**Exercise**
Which rows below contain the word "metal"? Collect each such line in full, and treat uppercase and lowercase as different.

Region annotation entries
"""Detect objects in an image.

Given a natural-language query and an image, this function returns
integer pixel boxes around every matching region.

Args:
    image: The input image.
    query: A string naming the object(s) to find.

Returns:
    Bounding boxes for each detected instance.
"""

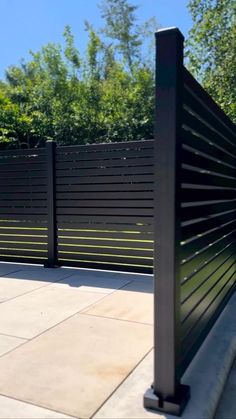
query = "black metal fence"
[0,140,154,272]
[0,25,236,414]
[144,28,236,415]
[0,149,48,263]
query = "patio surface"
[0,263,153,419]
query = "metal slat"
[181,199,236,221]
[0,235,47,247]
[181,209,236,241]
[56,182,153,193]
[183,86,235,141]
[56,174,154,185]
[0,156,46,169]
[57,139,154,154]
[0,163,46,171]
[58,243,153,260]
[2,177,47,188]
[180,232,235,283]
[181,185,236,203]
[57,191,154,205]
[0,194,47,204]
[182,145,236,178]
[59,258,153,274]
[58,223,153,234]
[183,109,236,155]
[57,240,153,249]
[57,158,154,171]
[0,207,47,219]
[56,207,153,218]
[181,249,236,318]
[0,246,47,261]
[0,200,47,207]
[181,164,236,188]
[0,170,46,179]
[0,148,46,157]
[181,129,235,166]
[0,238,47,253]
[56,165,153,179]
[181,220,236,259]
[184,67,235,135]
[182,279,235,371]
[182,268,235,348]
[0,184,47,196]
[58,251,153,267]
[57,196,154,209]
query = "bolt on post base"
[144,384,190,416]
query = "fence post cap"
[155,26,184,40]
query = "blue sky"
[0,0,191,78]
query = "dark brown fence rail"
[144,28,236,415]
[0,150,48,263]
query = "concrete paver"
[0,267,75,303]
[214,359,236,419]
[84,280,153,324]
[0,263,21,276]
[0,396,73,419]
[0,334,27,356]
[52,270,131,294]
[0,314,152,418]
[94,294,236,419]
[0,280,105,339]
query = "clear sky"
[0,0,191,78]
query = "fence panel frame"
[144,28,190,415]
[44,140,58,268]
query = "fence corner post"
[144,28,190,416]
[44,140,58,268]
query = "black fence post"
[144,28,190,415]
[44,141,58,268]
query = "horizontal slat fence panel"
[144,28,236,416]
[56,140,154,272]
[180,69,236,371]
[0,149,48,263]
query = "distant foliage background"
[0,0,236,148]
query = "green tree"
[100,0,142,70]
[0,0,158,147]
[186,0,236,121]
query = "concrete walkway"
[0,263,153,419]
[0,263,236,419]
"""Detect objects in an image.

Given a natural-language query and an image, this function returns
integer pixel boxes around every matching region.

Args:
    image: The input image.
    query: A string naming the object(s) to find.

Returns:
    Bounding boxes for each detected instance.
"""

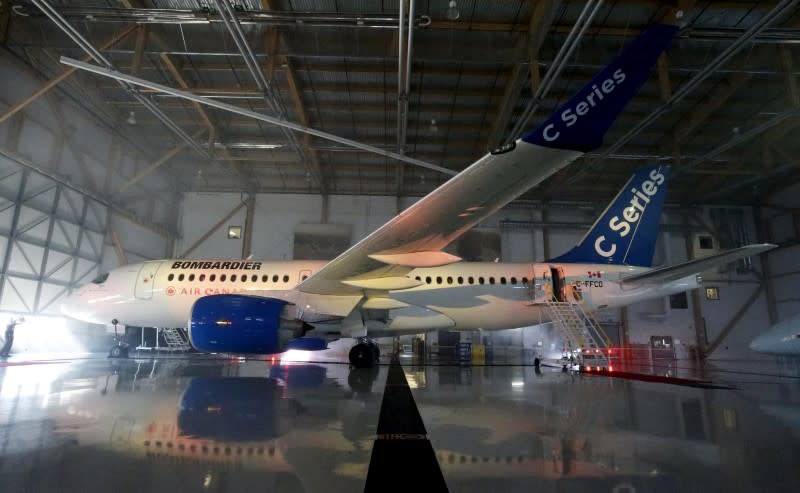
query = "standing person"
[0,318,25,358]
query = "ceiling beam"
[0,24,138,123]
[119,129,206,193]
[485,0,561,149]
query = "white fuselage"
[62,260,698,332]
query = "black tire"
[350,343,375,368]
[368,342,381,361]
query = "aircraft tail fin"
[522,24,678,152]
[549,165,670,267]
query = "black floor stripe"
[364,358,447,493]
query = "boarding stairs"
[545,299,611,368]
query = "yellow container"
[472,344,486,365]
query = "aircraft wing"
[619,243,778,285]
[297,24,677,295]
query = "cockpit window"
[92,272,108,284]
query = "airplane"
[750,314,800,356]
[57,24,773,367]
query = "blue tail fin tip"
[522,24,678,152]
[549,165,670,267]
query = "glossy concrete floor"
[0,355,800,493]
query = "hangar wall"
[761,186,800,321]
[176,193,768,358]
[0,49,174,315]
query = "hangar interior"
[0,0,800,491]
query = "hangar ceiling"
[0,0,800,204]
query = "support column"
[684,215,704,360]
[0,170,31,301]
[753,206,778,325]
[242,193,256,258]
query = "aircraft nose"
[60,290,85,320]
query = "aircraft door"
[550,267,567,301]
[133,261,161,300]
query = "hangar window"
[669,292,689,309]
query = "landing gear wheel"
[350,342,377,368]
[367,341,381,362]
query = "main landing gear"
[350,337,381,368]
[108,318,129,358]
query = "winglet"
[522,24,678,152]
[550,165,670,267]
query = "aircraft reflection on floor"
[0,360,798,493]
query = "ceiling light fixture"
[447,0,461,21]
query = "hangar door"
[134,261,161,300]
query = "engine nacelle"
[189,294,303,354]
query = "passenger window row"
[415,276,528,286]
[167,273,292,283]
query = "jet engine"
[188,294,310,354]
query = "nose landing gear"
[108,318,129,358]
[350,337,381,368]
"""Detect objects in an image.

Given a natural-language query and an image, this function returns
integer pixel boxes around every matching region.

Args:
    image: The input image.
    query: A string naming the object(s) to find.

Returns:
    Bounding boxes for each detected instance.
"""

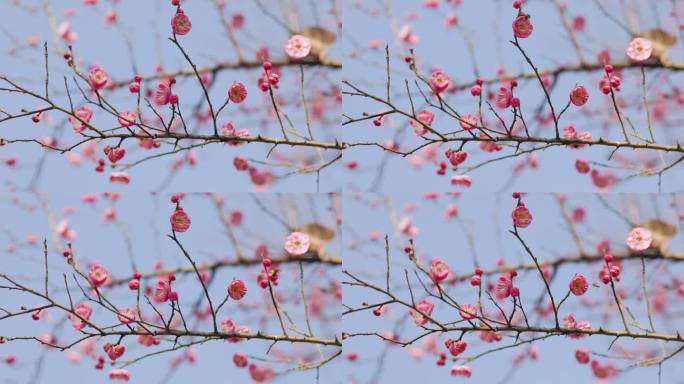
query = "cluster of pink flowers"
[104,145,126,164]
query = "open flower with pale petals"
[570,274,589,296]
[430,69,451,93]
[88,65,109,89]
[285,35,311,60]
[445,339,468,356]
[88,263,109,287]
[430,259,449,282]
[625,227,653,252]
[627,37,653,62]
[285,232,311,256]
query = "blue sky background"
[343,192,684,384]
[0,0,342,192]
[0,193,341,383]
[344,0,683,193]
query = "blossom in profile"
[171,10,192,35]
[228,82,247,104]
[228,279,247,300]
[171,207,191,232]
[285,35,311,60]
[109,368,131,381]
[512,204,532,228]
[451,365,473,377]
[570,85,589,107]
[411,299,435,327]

==

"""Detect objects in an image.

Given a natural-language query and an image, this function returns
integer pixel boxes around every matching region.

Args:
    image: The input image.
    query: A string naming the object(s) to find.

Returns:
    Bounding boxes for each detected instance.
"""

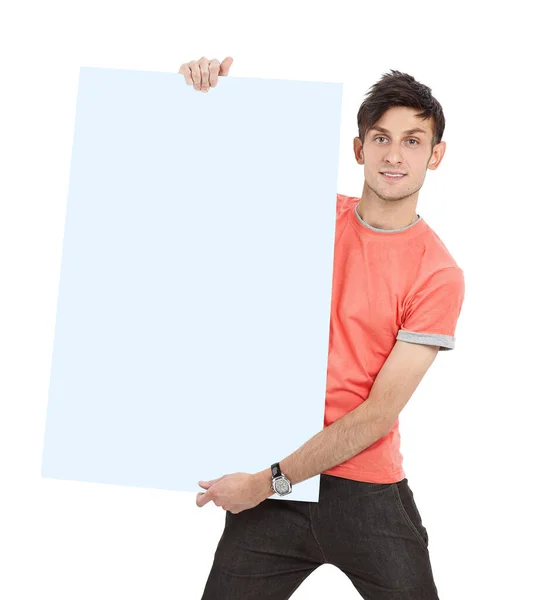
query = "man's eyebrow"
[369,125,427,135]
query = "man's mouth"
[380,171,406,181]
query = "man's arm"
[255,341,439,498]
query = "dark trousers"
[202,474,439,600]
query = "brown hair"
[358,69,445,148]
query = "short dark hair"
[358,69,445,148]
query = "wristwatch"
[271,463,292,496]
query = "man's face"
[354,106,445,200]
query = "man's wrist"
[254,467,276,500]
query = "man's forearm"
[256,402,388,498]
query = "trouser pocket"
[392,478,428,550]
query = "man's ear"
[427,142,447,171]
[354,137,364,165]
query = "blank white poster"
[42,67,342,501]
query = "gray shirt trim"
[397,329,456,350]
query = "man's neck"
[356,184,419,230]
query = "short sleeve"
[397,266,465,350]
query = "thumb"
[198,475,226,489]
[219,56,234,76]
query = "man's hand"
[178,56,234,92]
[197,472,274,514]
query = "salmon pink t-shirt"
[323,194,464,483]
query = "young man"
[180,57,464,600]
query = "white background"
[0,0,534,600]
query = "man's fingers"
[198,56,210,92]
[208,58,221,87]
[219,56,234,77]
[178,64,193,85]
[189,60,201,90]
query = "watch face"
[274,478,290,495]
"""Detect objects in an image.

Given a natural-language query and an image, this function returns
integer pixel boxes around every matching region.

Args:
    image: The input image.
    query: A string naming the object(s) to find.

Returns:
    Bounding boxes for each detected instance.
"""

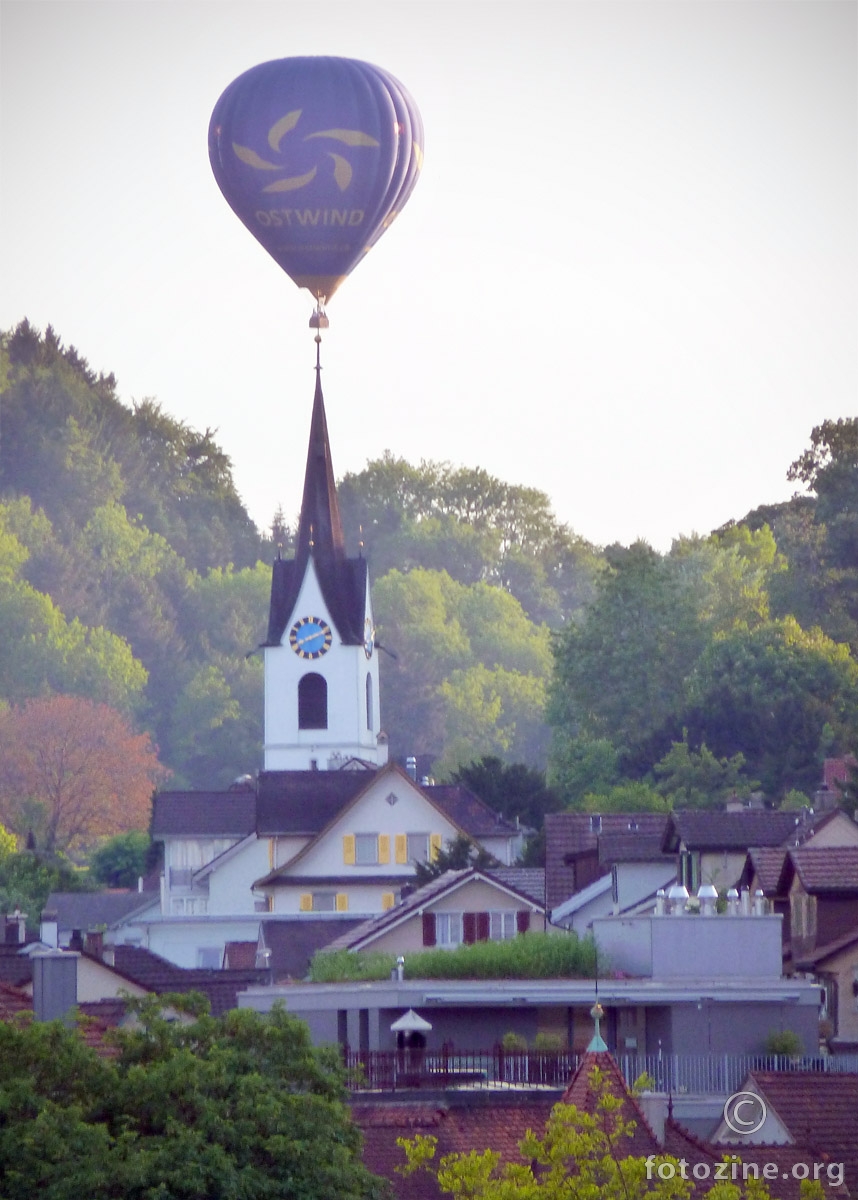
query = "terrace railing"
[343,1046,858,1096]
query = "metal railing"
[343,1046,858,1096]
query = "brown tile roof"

==

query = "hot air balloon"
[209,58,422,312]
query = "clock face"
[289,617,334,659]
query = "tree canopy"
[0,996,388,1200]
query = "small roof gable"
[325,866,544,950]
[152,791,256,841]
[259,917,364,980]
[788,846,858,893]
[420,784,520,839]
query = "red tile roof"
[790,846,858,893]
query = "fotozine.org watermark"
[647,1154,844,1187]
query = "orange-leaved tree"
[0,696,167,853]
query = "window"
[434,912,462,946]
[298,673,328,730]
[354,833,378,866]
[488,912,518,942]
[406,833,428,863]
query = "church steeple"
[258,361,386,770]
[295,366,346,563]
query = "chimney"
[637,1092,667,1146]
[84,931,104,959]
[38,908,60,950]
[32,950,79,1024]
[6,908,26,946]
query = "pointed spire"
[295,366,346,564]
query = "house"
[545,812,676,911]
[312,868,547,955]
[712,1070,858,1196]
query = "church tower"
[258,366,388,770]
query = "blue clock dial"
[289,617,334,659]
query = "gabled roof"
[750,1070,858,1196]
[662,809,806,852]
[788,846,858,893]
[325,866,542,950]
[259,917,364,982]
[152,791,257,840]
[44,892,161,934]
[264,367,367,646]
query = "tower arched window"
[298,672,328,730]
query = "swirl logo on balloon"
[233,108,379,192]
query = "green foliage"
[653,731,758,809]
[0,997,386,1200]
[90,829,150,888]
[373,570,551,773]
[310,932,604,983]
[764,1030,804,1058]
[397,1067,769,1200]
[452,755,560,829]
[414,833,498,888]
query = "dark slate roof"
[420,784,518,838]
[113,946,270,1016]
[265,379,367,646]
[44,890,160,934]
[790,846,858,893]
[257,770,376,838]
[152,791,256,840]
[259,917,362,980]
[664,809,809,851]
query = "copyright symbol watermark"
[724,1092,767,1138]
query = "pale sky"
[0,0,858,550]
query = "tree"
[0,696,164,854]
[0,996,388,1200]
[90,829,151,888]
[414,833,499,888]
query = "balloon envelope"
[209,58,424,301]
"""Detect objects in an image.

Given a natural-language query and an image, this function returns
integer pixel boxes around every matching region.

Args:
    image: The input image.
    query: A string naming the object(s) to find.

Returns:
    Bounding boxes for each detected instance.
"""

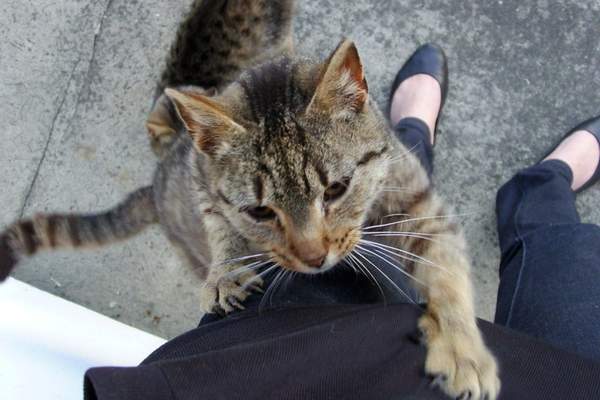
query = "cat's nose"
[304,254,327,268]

**Task answer**
query = "black metal fence"
query = "metal slat"
query = "metal railing"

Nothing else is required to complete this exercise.